TASK ITEM: Print every entry below again exactly as written, skipping the pictures.

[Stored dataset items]
*** Block opens ***

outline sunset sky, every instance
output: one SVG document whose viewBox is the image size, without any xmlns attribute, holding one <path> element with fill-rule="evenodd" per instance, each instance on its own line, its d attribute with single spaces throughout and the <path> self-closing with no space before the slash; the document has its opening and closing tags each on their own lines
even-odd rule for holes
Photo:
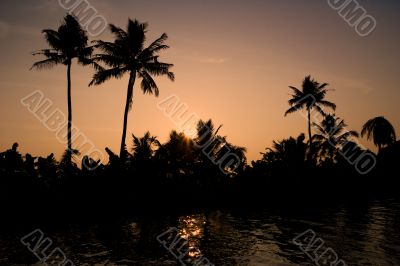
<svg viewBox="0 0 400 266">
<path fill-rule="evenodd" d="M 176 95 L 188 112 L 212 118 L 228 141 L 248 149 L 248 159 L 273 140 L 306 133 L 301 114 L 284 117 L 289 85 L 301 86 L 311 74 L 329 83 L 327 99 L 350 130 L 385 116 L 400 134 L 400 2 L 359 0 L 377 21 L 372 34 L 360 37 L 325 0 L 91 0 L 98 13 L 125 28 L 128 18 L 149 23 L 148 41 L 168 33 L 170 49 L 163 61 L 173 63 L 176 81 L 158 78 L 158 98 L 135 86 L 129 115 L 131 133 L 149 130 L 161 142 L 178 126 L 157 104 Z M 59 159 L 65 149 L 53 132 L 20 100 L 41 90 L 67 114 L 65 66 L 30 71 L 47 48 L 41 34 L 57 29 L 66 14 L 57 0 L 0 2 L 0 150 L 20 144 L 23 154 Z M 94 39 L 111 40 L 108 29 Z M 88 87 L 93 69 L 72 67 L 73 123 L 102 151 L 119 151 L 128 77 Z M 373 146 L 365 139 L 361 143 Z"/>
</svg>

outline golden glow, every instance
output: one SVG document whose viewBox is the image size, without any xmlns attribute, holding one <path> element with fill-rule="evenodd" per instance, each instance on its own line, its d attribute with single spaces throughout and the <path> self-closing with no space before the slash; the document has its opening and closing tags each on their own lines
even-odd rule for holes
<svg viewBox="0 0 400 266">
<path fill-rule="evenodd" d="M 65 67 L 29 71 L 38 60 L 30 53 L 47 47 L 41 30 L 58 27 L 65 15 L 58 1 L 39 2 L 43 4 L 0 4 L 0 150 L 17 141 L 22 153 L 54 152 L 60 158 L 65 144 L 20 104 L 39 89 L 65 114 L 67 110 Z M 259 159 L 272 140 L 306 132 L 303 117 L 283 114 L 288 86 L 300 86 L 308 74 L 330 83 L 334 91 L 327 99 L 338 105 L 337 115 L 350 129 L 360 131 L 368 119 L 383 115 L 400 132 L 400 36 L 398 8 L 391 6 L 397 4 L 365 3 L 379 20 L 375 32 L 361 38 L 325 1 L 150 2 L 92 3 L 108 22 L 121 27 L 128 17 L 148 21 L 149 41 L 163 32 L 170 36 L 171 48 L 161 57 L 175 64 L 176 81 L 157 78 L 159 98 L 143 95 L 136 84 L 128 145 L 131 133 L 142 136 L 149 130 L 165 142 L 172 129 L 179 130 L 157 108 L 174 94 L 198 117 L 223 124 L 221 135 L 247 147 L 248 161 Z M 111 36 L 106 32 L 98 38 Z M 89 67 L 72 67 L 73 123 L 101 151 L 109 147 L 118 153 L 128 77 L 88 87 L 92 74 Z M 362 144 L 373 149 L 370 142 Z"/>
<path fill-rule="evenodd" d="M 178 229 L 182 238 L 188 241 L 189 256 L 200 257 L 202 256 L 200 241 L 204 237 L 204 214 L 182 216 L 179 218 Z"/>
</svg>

*** Block closes ***

YOUR SOLUTION:
outline sunset sky, every instance
output: one SVG document whose viewBox is the image size, without any xmlns attribute, holding one <path> element with fill-rule="evenodd" per instance, each instance on its own line, its d attribute with single spaces throughout and the <path> self-closing with no space before the slash; the document has its opening and closing tags each on their own lines
even-odd rule for holes
Photo:
<svg viewBox="0 0 400 266">
<path fill-rule="evenodd" d="M 176 95 L 188 112 L 212 118 L 228 141 L 248 149 L 248 159 L 273 140 L 306 133 L 301 114 L 284 117 L 289 85 L 301 86 L 311 74 L 329 83 L 327 99 L 350 130 L 385 116 L 400 134 L 400 2 L 359 0 L 377 21 L 372 34 L 360 37 L 325 0 L 91 0 L 98 13 L 125 28 L 128 18 L 149 23 L 148 41 L 168 33 L 170 49 L 163 61 L 173 63 L 176 81 L 158 78 L 158 98 L 135 86 L 129 115 L 131 133 L 149 130 L 161 142 L 178 126 L 157 104 Z M 59 159 L 65 149 L 53 132 L 20 100 L 41 90 L 67 114 L 65 66 L 30 71 L 47 48 L 41 34 L 57 29 L 66 14 L 57 0 L 0 2 L 0 150 L 20 144 L 23 154 Z M 94 39 L 111 40 L 108 29 Z M 88 87 L 93 69 L 72 67 L 73 123 L 102 151 L 119 151 L 128 77 Z M 373 146 L 365 139 L 361 143 Z"/>
</svg>

outline golden glow, every instance
output: one SVG document whose viewBox is the image size, without any xmlns attribute, holding one <path> element with fill-rule="evenodd" per instance, each instance on its own line, its d attribute with single spaces throughout and the <path> self-closing with no space before the slash; the document has its opening and closing tags each on their own lines
even-odd rule for holes
<svg viewBox="0 0 400 266">
<path fill-rule="evenodd" d="M 65 67 L 29 71 L 38 60 L 30 53 L 47 47 L 41 30 L 58 27 L 65 15 L 58 1 L 39 2 L 43 4 L 0 4 L 0 150 L 17 141 L 22 153 L 54 152 L 60 158 L 65 144 L 20 104 L 39 89 L 65 114 L 67 110 Z M 259 159 L 272 140 L 306 132 L 303 117 L 283 114 L 288 86 L 300 86 L 308 74 L 330 83 L 334 91 L 327 99 L 338 105 L 337 115 L 350 129 L 360 131 L 368 119 L 383 115 L 400 132 L 400 36 L 398 8 L 391 6 L 397 4 L 365 3 L 379 20 L 375 32 L 361 38 L 325 1 L 150 2 L 92 3 L 108 22 L 121 27 L 128 17 L 148 21 L 149 41 L 163 32 L 170 36 L 171 48 L 161 57 L 175 64 L 176 81 L 157 78 L 159 98 L 143 95 L 136 84 L 128 145 L 131 133 L 142 136 L 149 130 L 165 142 L 172 129 L 179 130 L 157 108 L 174 94 L 198 117 L 223 124 L 221 135 L 247 147 L 248 161 Z M 111 36 L 106 32 L 98 38 Z M 89 67 L 72 67 L 73 123 L 101 151 L 109 147 L 118 153 L 128 77 L 88 87 L 92 74 Z M 362 144 L 373 149 L 370 142 Z"/>
<path fill-rule="evenodd" d="M 178 229 L 182 238 L 188 241 L 189 256 L 200 257 L 202 256 L 200 241 L 204 237 L 204 214 L 182 216 L 179 218 Z"/>
</svg>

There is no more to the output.